Excerpted passage:
Kingswraith Taste No Pity (Part 1 of the Kingswraith Series)

When Scotland Yard involves the Professor and his young ward Martin Kingswraith in the strange case of the Depleted Men, neither of these white wizards can foresee the dangers they’ll face. Help will come from the strangest quarters including Penelope Epimeliad and the mysterious children haunting the stone forests of late Victorian London. In the soot coated streets Kingswraith must overcome his greatest challenge, or perish in the attempt.

4/5
Reviewed By GB Publishing Org
“Fantasy writing at its best.”

INTO THE REALMS OF DARKNESS

The strange case of the ‘Depleted Men’ will lead white wizard the Professor and his young ward Martin Kingswraith, into the darkest corners of Victorian London.

As the two embark on a chillingly dangerous adventure help will come from Penelope Epimeliad and the mysterious children, once tree sprites in Britain’s magnificent primordial woodlands, who live in a vast Roman reservoir under the Tower of London. The children emerge as a force for good dedicated to fighting evil, bringing help to the needy, comfort to the innocent, and food to the downtrodden masses. It’s a fitting role as it was the children who created the Depleted Men. In their former lives they were murderers who relied on ancient enchantments to suck the minerals from the bodies of their victims, leaving behind a shell of soft, jelly-like protein.

Study material:
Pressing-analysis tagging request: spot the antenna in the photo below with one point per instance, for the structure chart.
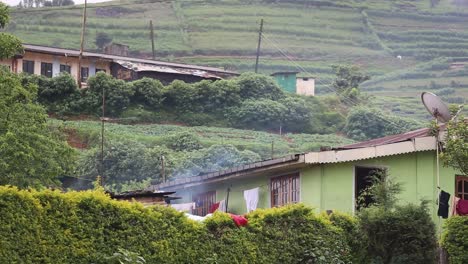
(440, 112)
(436, 107)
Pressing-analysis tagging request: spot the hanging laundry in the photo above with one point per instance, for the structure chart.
(186, 207)
(251, 199)
(462, 207)
(239, 220)
(453, 206)
(214, 207)
(222, 206)
(444, 198)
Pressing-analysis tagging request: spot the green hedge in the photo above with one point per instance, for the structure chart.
(455, 239)
(86, 227)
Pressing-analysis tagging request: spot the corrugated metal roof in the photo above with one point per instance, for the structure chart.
(423, 132)
(75, 53)
(144, 67)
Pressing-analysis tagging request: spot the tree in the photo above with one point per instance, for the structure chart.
(10, 44)
(32, 154)
(346, 84)
(365, 123)
(455, 153)
(102, 39)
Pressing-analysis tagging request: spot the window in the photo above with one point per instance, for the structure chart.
(84, 74)
(46, 69)
(203, 202)
(363, 180)
(285, 190)
(461, 187)
(28, 67)
(65, 68)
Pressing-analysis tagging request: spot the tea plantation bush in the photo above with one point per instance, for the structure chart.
(87, 227)
(455, 239)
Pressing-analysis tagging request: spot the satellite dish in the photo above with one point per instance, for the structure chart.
(436, 107)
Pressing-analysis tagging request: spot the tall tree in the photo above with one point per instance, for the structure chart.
(102, 39)
(32, 154)
(10, 45)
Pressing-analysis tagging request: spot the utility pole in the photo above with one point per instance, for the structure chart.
(102, 135)
(152, 38)
(83, 28)
(163, 169)
(259, 42)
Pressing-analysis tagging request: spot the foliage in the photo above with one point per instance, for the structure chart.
(148, 92)
(184, 141)
(10, 44)
(256, 86)
(455, 153)
(87, 227)
(258, 114)
(117, 94)
(102, 39)
(346, 84)
(455, 239)
(396, 233)
(124, 256)
(32, 155)
(365, 123)
(354, 237)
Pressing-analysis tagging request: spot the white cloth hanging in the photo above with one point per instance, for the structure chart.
(251, 198)
(222, 206)
(186, 207)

Tasks to perform:
- 1) According to the Kingswraith book description, where do the mysterious children live?
- 2) Extend the Kingswraith book description by writing what comes next after its final sentence.
The data has nothing to do with the Kingswraith book description.

Responses by task:
- 1) In a vast Roman reservoir under the Tower of London.

- 2)
Kingswraith Taste no Pity fuses science-fiction with magic against the backdrop of Dickensian London. In Pearson’s world nothing is as it seems and the thick, damp fog that swirls through the capital’s dirty streets is the ideal cover for danger and supernatural forces.  Watching it all from the top of his Piccadilly house like a ringmaster in a circus, is Haven Sligh the villainous man/creature from another dimension on a revenge mission. Fans of Pearson’s science-fiction will feel at home with this book as it draws on his larger than life imagination, his ability to construct an atmosphere that feels genuine, along with a gift for writing dialogue that captures the verbal quirks of a period, in this case late nineteenth century Britain. There is some violence although in fairness it doesn’t even come close to reaching the levels in the Body Holiday and Souls Asylum novels.

Kingswraith Taste no pity is a satisfying read that adults and teenagers will enjoy. The plot rolls along at a solid pace while the characters are either likeable or deeply reprehensible. There’s also the occasional reference to attitudes prevalent at the time, for example when a woman publicly accuses the Professor and Kingswraith of being lovers. While that would hardly raise an eyebrow in today’s world, it was a serious accusation to make against someone in nineteenth century Britain when homosexuality was illegal and punishable with a jail sentence. I wasn’t entirely convinced about the usefulness of that particular scene or even sure of what it added to the overall story, apart from revealing how a bigoted stranger was ready to put an innocent man behind bars!

That aside the book does a more than effective job of shining a light on the lives of ordinary people and how vulnerable some of them were, especially children. In Chapter 4 the reader is introduced to a nameless man with the predatory instincts of a wolf who, after killing two armed thugs, searches for a young girl to sexually abuse knowing he won’t be accountable. He finds his target, only to discover that she’s not the innocent, defenceless child he thought she was. His death is gruesome but is also a form of retributive justice for the young, nameless victims he sexually humiliated and murdered when he lived abroad.

Kingswraith Taste no Pity deserves a sequel and the ending appears to have been set up with that in mind. Haven Sligh may have been defeated but nine of his brothers in darkness, the Viventum Nominis Umbra, are lurking in the depths of the shadows. Can they succeed where he failed?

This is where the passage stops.